-- Given instruction --
Please print the stretch of rows from the line containing "Q: Point out every instance of the blue sky" through the line containing "x=135 y=472", both included, reproducing each line precisely.
## Begin Dataset excerpts
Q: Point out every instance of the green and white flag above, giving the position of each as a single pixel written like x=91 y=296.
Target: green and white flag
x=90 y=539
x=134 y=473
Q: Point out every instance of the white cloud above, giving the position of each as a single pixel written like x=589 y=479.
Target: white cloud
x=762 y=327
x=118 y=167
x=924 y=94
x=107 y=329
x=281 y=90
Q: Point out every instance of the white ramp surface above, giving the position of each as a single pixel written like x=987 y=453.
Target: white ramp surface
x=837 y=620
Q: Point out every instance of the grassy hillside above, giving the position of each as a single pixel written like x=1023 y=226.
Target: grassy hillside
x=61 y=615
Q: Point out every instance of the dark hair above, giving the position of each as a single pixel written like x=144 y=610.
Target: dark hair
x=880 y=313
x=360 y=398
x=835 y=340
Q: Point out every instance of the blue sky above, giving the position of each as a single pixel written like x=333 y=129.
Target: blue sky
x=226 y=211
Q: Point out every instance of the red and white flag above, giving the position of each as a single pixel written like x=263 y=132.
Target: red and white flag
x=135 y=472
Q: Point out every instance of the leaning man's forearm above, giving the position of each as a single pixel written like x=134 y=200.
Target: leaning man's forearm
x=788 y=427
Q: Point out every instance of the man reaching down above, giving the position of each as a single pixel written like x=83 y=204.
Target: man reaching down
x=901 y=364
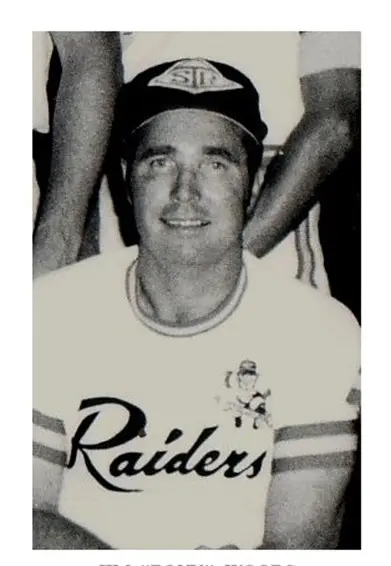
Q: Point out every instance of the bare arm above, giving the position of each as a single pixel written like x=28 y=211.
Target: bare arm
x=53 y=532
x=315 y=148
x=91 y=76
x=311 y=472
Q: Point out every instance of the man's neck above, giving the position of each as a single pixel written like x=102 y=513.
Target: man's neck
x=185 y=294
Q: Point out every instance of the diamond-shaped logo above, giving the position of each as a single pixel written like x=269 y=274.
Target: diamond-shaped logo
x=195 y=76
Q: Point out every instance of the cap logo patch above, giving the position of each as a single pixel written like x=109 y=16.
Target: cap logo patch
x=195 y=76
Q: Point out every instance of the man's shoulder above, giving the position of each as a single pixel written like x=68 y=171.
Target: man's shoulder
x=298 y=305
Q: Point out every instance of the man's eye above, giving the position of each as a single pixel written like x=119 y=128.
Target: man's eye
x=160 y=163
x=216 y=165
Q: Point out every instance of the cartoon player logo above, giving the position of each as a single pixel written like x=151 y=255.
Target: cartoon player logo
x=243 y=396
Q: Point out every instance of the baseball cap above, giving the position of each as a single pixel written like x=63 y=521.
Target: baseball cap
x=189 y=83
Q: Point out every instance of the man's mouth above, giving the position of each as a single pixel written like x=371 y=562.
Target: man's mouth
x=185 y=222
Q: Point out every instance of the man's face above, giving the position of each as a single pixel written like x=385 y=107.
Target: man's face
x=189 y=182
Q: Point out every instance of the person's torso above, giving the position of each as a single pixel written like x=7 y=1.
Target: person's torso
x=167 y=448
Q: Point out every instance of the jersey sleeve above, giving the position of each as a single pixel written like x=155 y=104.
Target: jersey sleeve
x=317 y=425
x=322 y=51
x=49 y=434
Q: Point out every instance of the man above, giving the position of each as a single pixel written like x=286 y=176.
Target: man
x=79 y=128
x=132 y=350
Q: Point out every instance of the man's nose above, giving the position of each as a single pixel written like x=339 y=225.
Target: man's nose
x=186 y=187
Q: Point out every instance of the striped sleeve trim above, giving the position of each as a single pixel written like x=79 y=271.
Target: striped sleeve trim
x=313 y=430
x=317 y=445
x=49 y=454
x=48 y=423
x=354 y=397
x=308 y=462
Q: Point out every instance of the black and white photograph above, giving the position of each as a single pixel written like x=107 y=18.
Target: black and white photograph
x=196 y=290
## End Dataset excerpts
## Begin Dataset excerpts
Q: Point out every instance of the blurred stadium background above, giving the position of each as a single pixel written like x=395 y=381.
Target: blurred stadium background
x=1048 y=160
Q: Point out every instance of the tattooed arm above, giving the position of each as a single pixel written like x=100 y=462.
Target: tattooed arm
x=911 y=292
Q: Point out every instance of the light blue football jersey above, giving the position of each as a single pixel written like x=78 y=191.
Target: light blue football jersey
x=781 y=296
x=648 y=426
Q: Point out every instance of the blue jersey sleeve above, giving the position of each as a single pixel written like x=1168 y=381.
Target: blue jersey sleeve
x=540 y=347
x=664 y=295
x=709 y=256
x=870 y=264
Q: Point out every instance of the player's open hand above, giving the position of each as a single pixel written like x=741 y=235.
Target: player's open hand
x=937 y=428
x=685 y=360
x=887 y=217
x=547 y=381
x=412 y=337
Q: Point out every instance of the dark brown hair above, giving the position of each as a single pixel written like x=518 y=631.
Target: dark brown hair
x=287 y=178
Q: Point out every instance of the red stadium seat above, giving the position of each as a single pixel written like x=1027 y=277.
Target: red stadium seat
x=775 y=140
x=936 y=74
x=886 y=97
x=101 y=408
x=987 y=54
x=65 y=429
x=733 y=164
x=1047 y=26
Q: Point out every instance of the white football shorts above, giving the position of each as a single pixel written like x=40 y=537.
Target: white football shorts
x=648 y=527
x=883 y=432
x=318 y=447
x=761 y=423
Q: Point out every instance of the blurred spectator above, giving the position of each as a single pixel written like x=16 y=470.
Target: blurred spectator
## End Dataset excerpts
-- Written response --
Q: Point out every instance of the blue sky above, giving the position of each as a single pixel written like x=333 y=129.
Target: blue sky
x=226 y=211
Q: Point out every instance of the red and white flag above, giving the position of each as a single pixel written like x=263 y=132.
Target: red and white flag
x=135 y=472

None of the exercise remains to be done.